- **Problems and tasks**
**1)** According to the namespaces text, what does Amazon Genomics CLI put in the infrastructure names of contexts that two users start from the same project definition?
**2)** Extract the passage of the namespaces text word for word, starting at "3. All contexts" and ending at "their respective infrastructures.".

- **Document passage**

● ● ●

Namespaces

Amazon Genomics CLI uses namespacing to prevent conflicts

Amazon Genomics CLI uses namespacing to prevent conflicts when there are multiple users, contexts, and projects in the same AWS account and region.

In any given account and region, an individual user may have many projects with many deployed contexts all running at the same time without conflict as long as:

  1. No other user with the same Amazon Genomics CLI username exists in the same account and region.
  2. All projects, used by that user, have a unique name.
  3. All contexts within a project have a unique name.

Shared Project Definitions

Project definitions can be shared between users. A simple way to achieve this is by putting the project YAML file and associated workflow definitions into a source control system like Git. If two users in the same account and region start contexts from the same project definition, these contexts are discrete and include the Amazon Genomics CLI username in the names of their respective infrastructures.

Therefore, the following combination are allowed:

userA -uses-> ProjectA -to-deploy-> ContextA
userB -uses-> ProjectA -to-deploy-> ContextA

In the above example it is useful to think of these as two instances of Context A. Both share the same definition but the instances do not have the same infrastructure.

● ● ●

(Items from a data source)
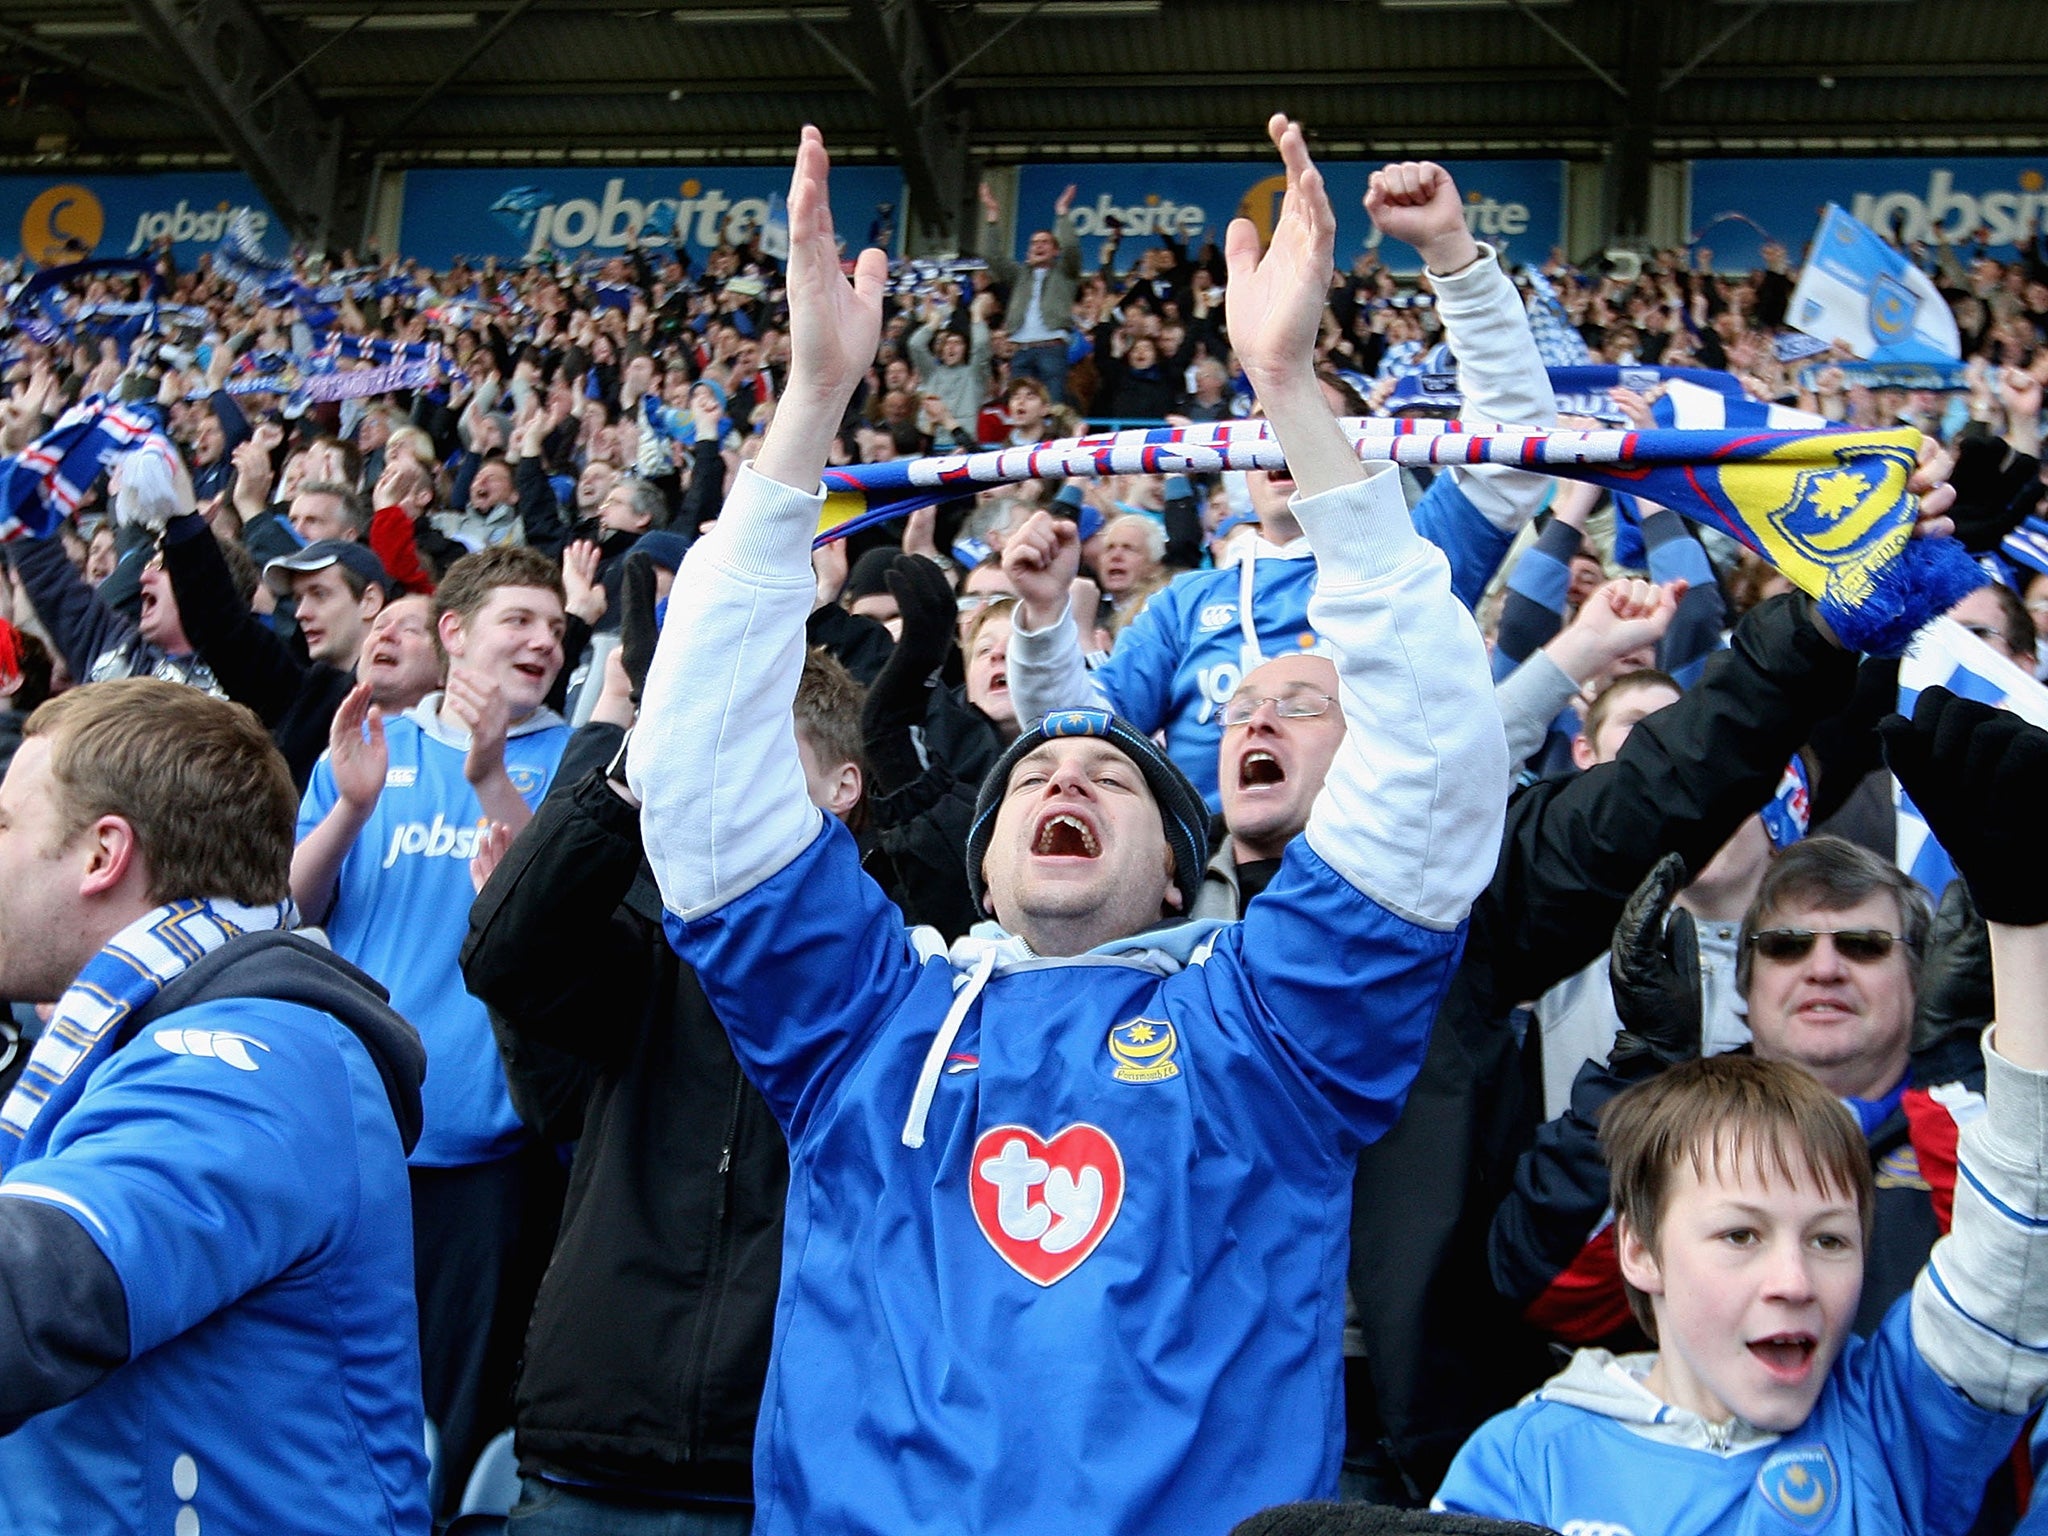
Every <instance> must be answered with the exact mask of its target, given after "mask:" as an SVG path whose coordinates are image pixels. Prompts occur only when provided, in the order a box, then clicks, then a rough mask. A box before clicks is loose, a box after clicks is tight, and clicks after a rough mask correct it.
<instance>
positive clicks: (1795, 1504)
mask: <svg viewBox="0 0 2048 1536" xmlns="http://www.w3.org/2000/svg"><path fill="white" fill-rule="evenodd" d="M1839 1487H1841V1479H1839V1477H1835V1458H1833V1456H1829V1454H1827V1446H1792V1448H1788V1450H1780V1452H1778V1454H1776V1456H1772V1458H1769V1460H1767V1462H1763V1466H1761V1470H1759V1473H1757V1493H1761V1495H1763V1499H1765V1501H1767V1503H1769V1505H1772V1507H1774V1509H1778V1513H1782V1516H1786V1518H1788V1520H1792V1524H1794V1526H1798V1528H1802V1530H1819V1528H1821V1526H1823V1524H1825V1522H1827V1518H1829V1516H1831V1513H1833V1511H1835V1493H1837V1489H1839Z"/></svg>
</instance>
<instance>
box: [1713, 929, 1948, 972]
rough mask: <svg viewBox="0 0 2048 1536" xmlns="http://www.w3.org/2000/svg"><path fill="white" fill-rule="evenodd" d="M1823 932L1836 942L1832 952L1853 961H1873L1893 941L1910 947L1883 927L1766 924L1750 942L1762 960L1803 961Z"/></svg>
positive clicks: (1887, 949) (1879, 960) (1753, 934)
mask: <svg viewBox="0 0 2048 1536" xmlns="http://www.w3.org/2000/svg"><path fill="white" fill-rule="evenodd" d="M1823 934H1827V938H1831V940H1833V942H1835V954H1839V956H1841V958H1843V961H1851V963H1853V965H1876V963H1878V961H1882V958H1886V956H1888V954H1890V952H1892V946H1894V944H1905V946H1907V948H1913V946H1911V944H1907V940H1903V938H1898V934H1888V932H1884V930H1882V928H1821V930H1815V928H1765V930H1763V932H1757V934H1751V936H1749V946H1751V948H1753V950H1755V952H1757V954H1761V956H1763V958H1765V961H1804V958H1806V956H1808V954H1812V946H1815V940H1819V938H1821V936H1823Z"/></svg>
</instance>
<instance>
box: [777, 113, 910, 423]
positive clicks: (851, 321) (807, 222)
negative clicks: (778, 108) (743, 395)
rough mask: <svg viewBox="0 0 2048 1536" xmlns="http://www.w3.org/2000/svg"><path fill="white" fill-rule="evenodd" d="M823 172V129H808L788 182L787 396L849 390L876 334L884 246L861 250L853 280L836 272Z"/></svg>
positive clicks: (825, 177)
mask: <svg viewBox="0 0 2048 1536" xmlns="http://www.w3.org/2000/svg"><path fill="white" fill-rule="evenodd" d="M829 170H831V162H829V160H827V156H825V139H823V135H819V131H817V129H815V127H807V129H805V131H803V141H801V143H799V145H797V170H795V174H793V176H791V182H788V342H791V381H788V391H786V393H791V395H793V393H805V391H813V393H827V395H834V397H838V395H850V393H852V389H854V385H858V383H860V375H862V373H866V369H868V365H870V362H872V360H874V346H877V342H879V340H881V326H883V279H885V276H887V268H889V262H887V258H885V256H883V252H879V250H864V252H860V260H858V262H856V264H854V281H852V283H848V281H846V276H844V274H842V272H840V248H838V242H836V240H834V233H831V193H829V186H827V176H829Z"/></svg>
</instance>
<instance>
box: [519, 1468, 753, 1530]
mask: <svg viewBox="0 0 2048 1536" xmlns="http://www.w3.org/2000/svg"><path fill="white" fill-rule="evenodd" d="M750 1530H754V1509H752V1507H733V1509H731V1511H725V1509H659V1507H641V1505H625V1503H606V1501H604V1499H592V1497H588V1495H584V1493H578V1491H575V1489H565V1487H561V1485H557V1483H543V1481H541V1479H537V1477H522V1479H520V1485H518V1503H516V1505H512V1518H510V1520H508V1522H506V1536H748V1532H750Z"/></svg>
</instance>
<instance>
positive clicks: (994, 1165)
mask: <svg viewBox="0 0 2048 1536" xmlns="http://www.w3.org/2000/svg"><path fill="white" fill-rule="evenodd" d="M967 1184H969V1192H971V1196H973V1202H975V1221H979V1223H981V1235H983V1237H987V1239H989V1245H991V1247H993V1249H995V1251H997V1253H1001V1255H1004V1262H1008V1264H1010V1268H1012V1270H1016V1272H1018V1274H1022V1276H1024V1278H1026V1280H1032V1282H1036V1284H1040V1286H1051V1284H1055V1282H1057V1280H1065V1278H1067V1276H1069V1274H1073V1272H1075V1270H1077V1268H1079V1266H1081V1260H1085V1257H1087V1255H1090V1253H1094V1251H1096V1245H1098V1243H1100V1241H1102V1235H1104V1233H1108V1231H1110V1225H1112V1223H1114V1221H1116V1212H1118V1210H1122V1204H1124V1157H1122V1153H1118V1151H1116V1143H1114V1141H1110V1139H1108V1135H1106V1133H1102V1130H1098V1128H1096V1126H1092V1124H1071V1126H1067V1128H1065V1130H1061V1133H1059V1135H1055V1137H1053V1139H1051V1141H1047V1139H1042V1137H1040V1135H1038V1133H1036V1130H1032V1128H1030V1126H1020V1124H999V1126H995V1128H993V1130H983V1133H981V1137H979V1139H977V1141H975V1157H973V1161H971V1163H969V1174H967Z"/></svg>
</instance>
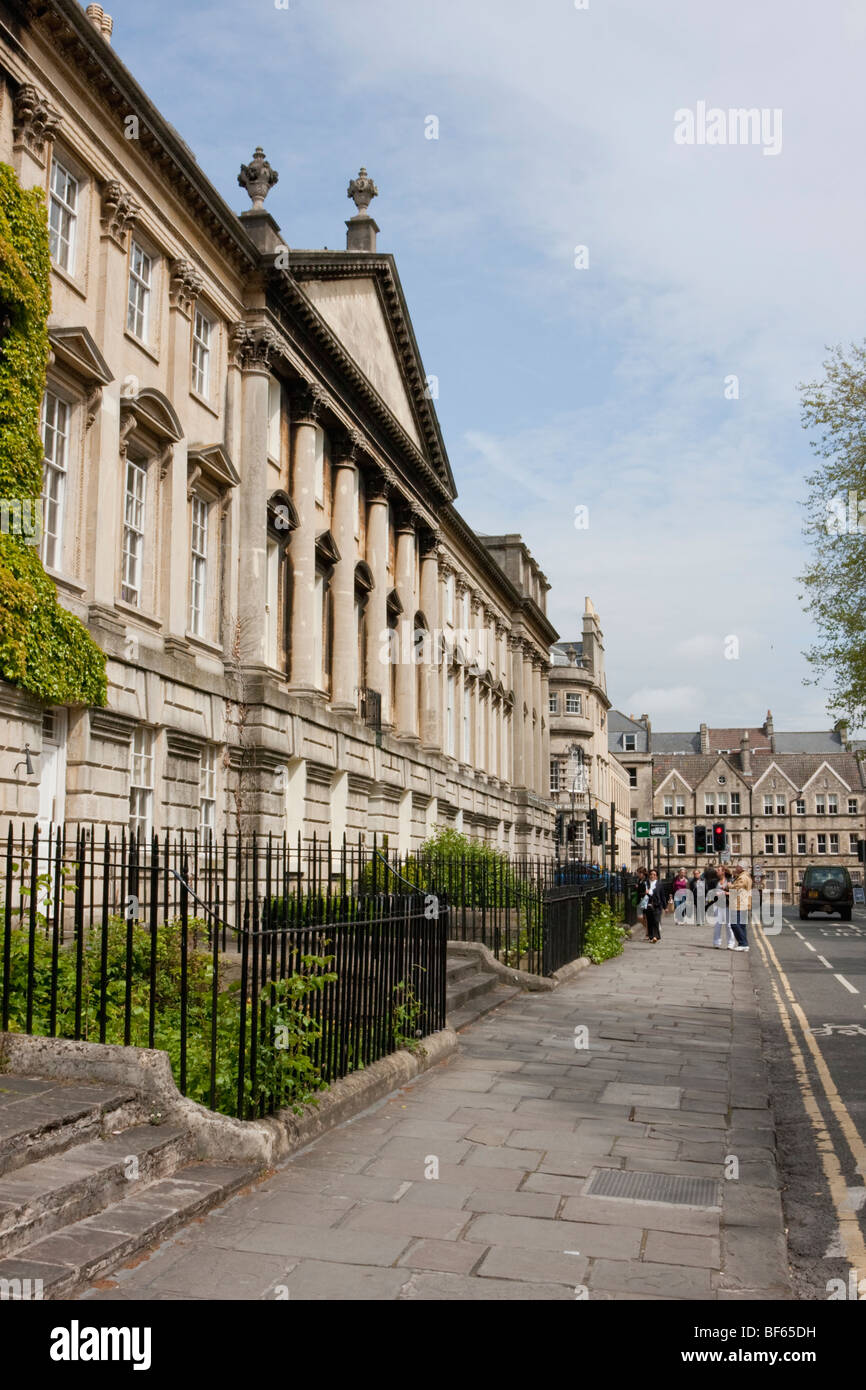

● ● ●

- **Answers**
**1)** The Amazon Genomics CLI username.

**2)**
3. All contexts within a project have a unique name.

Shared Project Definitions

Project definitions can be shared between users. A simple way to achieve this is by putting the project YAML file and associated workflow definitions into a source control system like Git. If two users in the same account and region start contexts from the same project definition, these contexts are discrete and include the Amazon Genomics CLI username in the names of their respective infrastructures.